Datensätze zur Punktannotation
<<<<

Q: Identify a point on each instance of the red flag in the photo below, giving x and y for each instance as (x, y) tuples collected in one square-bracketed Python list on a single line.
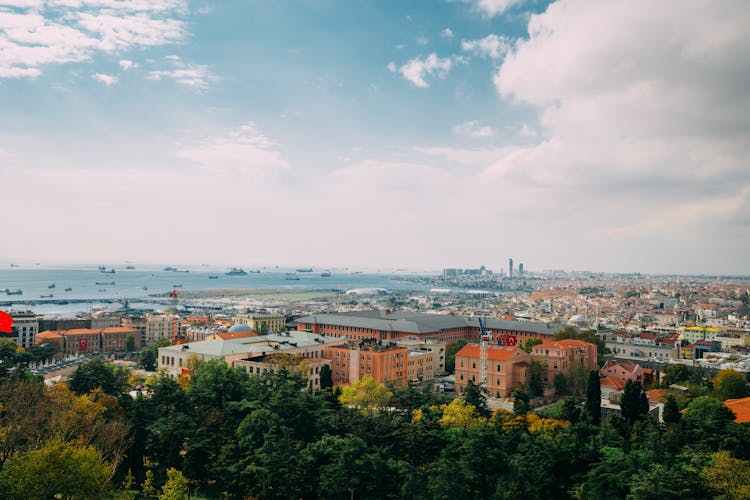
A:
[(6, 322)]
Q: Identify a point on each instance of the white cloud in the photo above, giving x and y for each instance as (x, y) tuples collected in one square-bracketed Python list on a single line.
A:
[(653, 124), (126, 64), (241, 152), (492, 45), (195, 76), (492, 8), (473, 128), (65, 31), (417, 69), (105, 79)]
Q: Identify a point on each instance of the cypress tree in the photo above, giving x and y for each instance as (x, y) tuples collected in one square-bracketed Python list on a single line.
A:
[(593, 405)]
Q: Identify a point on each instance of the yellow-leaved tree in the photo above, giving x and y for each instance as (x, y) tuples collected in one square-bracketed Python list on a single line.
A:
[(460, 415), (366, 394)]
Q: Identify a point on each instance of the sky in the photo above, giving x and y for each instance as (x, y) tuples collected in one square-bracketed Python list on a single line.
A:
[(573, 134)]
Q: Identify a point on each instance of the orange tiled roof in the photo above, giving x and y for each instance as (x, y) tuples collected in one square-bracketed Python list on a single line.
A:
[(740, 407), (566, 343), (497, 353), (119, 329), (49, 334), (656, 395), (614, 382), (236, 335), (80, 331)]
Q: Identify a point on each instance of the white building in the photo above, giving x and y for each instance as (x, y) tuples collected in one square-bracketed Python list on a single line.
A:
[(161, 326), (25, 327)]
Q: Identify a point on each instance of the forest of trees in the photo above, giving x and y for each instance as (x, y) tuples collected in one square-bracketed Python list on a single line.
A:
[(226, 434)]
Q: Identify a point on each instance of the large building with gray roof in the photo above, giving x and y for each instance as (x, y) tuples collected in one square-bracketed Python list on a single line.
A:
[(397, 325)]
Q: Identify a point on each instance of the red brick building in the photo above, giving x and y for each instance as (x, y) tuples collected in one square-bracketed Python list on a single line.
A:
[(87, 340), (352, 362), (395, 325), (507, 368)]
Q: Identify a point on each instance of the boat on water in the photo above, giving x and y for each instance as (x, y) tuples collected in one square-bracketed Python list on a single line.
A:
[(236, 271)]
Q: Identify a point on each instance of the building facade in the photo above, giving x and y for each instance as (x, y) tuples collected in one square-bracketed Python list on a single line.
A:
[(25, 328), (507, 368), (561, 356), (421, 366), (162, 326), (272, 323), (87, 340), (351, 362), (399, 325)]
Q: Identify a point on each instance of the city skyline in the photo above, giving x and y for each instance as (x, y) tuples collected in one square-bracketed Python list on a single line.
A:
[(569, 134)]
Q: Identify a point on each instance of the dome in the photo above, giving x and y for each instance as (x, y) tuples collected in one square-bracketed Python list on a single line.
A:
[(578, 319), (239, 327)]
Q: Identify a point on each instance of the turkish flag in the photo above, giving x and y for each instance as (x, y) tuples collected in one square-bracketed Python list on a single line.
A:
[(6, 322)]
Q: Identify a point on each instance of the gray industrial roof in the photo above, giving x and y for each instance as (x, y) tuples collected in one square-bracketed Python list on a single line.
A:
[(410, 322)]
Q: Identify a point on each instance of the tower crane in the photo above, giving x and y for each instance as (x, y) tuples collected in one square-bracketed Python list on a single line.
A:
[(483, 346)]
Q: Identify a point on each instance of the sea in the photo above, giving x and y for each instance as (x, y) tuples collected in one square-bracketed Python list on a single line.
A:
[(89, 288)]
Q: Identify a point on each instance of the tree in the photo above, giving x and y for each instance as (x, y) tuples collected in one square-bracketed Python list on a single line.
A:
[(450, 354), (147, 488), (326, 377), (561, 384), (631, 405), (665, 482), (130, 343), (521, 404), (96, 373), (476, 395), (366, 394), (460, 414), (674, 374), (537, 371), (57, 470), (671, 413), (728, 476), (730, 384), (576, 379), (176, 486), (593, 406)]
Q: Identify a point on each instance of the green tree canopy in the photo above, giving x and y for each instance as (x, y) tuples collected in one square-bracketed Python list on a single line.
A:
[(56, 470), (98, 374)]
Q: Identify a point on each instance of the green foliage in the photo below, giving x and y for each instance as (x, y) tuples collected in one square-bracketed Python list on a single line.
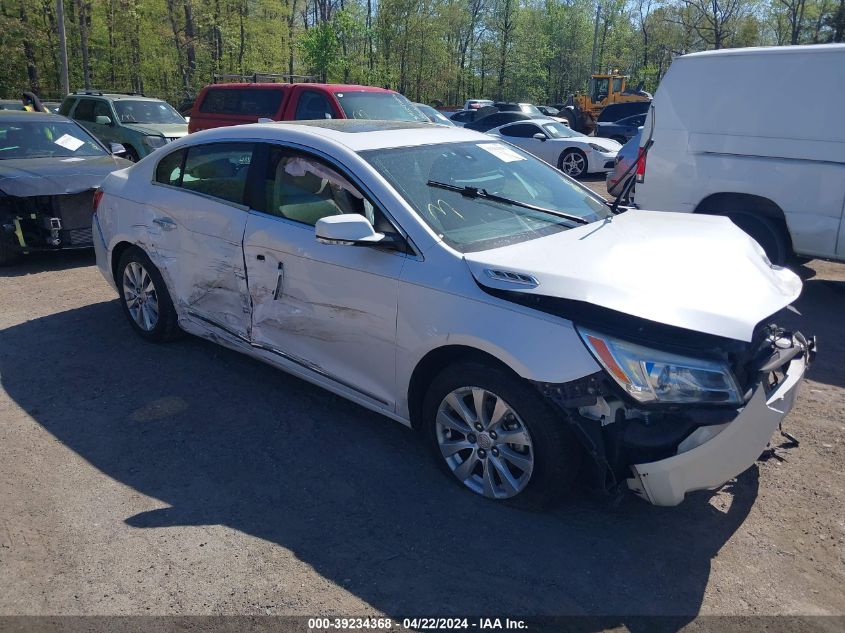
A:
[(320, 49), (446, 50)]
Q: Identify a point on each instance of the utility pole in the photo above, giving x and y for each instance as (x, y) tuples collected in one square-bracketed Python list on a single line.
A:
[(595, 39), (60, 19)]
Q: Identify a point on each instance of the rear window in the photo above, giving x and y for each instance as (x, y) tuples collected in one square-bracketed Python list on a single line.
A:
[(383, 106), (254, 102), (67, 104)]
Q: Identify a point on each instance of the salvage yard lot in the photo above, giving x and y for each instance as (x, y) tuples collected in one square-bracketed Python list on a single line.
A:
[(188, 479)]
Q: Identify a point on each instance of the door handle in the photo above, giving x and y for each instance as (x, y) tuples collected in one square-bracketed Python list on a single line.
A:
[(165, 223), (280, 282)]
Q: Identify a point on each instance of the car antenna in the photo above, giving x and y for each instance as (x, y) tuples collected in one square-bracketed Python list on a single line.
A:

>>>>

* [ZIEL DER ÜBUNG]:
Geben Sie alle Zeilen zwischen der Zeile mit „Q: Identify a point on each instance of the forest“ und der Zeile mit „[(483, 346)]“, beide eingeschlossen, samt den Aufforderungen erneut wieder. Multiplizieren Sie dabei jede Koordinate in den Antworten mit 2,25 und runden Sie auf ganze Zahlen, wobei Halbe aufgerundet werden.

* [VOLLSTÄNDIGE ANTWORT]:
Q: Identify a point on each instance of the forest of trees in the photo above, giving x and y for each instance as (x, y) tuples collected in one square-bracketed Python list on a single line.
A:
[(509, 977)]
Q: Identify a point on each instance of the large building with gray roof in the photo above, giving x and y for each instance as (x, y) tuples collected in one square-bracketed Python list on a single line.
A:
[(893, 731)]
Q: Identify a point on each instance of the red brick building in the photo above, giving x and y for each instance as (x, y) tuples collected in one square-bracketed Python list on a single line.
A:
[(196, 765), (792, 815), (889, 731), (1141, 828)]
Q: Identify a point on each instance of the boat on water in the photo above, giving x and y for each instance as (x, y) tuples collected in one square-bracketed Python list on a single line.
A:
[(531, 610)]
Q: Identify a point on each instance of the building facade in the photo above, giving x and y for each instance as (x, y) tuples collected in one square-bracketed Python list on a single line.
A:
[(56, 738), (1141, 828), (1262, 801), (947, 824), (365, 734), (612, 727), (196, 765), (790, 815), (898, 731)]
Q: Identify a point on each instance of the city skyline in the photo above, giving x and y for each instance as (x, y) tuples collected in one square-bracketed Python list on a single line.
A:
[(1280, 302)]
Q: Identify a point on each instance of the dome in the photo above, giving x and y for each instance as (x, y) tuples collected in one square-bracketed Python list on a single line.
A:
[(1301, 718), (538, 736)]
Q: Identify a point on each instance of the turkish flag in the photo above, giving x and y for each instance as (x, y) tuples collected in one square-bracketed Python list on a single line.
A:
[(14, 725)]
Q: Identify a point on each instance of the gray industrial roof in the photo above, giving x and y for each instance as (x, y) tuples collected in one square-bracketed Python list on a single line.
A:
[(923, 725)]
Q: Identify a point on each instance of the tower crane in the photo above, giving x and y for each instance as (x, y) tuples collected in one square-bracketed Python list on a single line.
A:
[(1087, 779)]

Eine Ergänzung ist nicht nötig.